_Exercise objective_
Quote every entry word for word.

──────────

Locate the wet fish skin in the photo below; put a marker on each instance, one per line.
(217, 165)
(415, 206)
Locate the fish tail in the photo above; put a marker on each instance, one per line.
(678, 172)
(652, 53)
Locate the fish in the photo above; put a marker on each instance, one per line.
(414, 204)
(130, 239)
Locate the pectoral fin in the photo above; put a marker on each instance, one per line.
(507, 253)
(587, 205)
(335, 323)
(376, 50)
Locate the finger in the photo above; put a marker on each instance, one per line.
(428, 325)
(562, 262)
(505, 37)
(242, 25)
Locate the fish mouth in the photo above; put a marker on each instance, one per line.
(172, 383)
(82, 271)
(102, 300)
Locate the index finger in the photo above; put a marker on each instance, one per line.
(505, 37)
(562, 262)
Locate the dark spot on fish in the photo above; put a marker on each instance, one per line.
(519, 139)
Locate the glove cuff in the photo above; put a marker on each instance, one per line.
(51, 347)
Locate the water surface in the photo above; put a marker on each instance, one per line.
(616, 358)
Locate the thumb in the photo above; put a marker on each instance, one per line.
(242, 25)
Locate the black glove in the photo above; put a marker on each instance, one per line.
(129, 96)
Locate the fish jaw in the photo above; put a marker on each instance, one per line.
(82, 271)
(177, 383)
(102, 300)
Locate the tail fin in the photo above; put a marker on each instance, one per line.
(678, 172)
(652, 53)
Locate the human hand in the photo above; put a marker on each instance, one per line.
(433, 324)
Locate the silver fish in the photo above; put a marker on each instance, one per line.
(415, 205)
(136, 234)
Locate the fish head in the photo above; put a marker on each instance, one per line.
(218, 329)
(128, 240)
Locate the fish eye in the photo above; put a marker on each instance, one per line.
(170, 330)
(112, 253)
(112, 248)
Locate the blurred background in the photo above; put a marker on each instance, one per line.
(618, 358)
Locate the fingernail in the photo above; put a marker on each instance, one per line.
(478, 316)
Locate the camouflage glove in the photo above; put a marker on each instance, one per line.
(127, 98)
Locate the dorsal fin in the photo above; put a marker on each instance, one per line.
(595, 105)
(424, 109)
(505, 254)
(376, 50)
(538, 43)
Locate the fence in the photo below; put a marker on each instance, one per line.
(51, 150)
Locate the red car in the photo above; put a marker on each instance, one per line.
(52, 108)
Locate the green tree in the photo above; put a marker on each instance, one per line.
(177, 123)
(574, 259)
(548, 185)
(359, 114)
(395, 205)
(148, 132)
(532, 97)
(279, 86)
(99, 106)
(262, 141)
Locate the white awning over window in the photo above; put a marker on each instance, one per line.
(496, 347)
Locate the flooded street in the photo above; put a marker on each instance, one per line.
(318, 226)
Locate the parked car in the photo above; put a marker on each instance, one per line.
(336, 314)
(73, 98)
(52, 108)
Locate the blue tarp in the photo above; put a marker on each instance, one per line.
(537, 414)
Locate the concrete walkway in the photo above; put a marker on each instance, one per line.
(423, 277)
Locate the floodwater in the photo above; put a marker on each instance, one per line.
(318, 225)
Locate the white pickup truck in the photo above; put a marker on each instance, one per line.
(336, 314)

──────────

_Response for this exercise_
Locate the wet fish skin in the photo below; put a marker on each instance, one per line.
(217, 165)
(415, 206)
Locate the fish tail in the photo above; put a marker on each instance, one per line.
(678, 172)
(652, 53)
Locate the fish in the photo above; put a marker on each instance, one per line.
(414, 204)
(130, 239)
Locate the pectoral fin in the photo above; put a marker on each instance, one per line.
(507, 253)
(587, 205)
(335, 323)
(376, 50)
Locate the finger in the photo above; put a marker on each instance, one per line.
(428, 325)
(562, 262)
(505, 37)
(242, 25)
Locate the fish mouth in the photo above; put a marker on each instance, one per line.
(172, 383)
(82, 271)
(102, 300)
Locate the index finger in the photo above; put a marker on each instance, one per line.
(505, 37)
(562, 262)
Locate the dark spot on fish in the photo above; put a marker on each instance, one per line.
(519, 139)
Locate the glove cuff in the photo above; put a marker on each instance, one per line.
(51, 347)
Locate the water surface in the photo above; put a marker on each instance, one per line.
(616, 358)
Locate the thumb in the photo above; put a marker on each instance, one per line.
(242, 25)
Locate the black glove in the photo above; put a marker on each instance, one per line.
(129, 96)
Locate the fish jaw in the photo above; put a marker on each instance, one per line.
(82, 271)
(177, 383)
(102, 300)
Locate the tail fin in the photo above; put a marker on each instance, one per line.
(678, 172)
(652, 53)
Locate the human hand in the photo above; put a marker on each instance, one per line.
(433, 324)
Locate the silver fish in the photo above; put a marker on each instance, one per line.
(415, 205)
(136, 234)
Locate the fish head in the photo above; put a marker on each instance, one per line.
(218, 329)
(128, 240)
Locate the fish eye in the photo above; put a marker on each instance, one per line.
(170, 330)
(112, 253)
(112, 248)
Locate the blurred background in the photo above; put a marker on each instance, one per line.
(618, 358)
Locate the fingernail in the photo above; put a marker on each instance, one per line.
(478, 316)
Locate the camouflage glove in the photo above; put a marker on each instance, one per line.
(127, 98)
Locate the dorsal fin in the photo above; put a marker on each instance, one per line.
(595, 105)
(424, 109)
(505, 254)
(376, 50)
(538, 43)
Locate the fence in the photo below; put a marker on each instance, one per line.
(51, 150)
Locate the red car in the photo above; put a marker on each instance, one per line.
(52, 108)
Locate the green tree in the photo above; put a marker on each instance, one per line.
(177, 123)
(574, 259)
(548, 185)
(359, 114)
(395, 205)
(148, 132)
(532, 97)
(279, 86)
(99, 106)
(262, 141)
Locate the white awning over window in the photo above; put a marker on each instance, one per line.
(496, 347)
Locate the flooded street in the photo above; put a marker on each instance, one per line.
(318, 226)
Locate the parked car in the photo above; put a marker on each instance, one per line.
(336, 314)
(73, 98)
(52, 108)
Locate the blue tarp in the photo above; put a marker on each instance, one per line.
(537, 414)
Locate the concrete walkway in the photo above; put a marker on each instance, one per line.
(423, 277)
Locate the floodwater in the photo above; put a marker on each instance, one per line.
(318, 225)
Locate the white pickup truck in the photo above; put a marker on each instance, one per line.
(336, 314)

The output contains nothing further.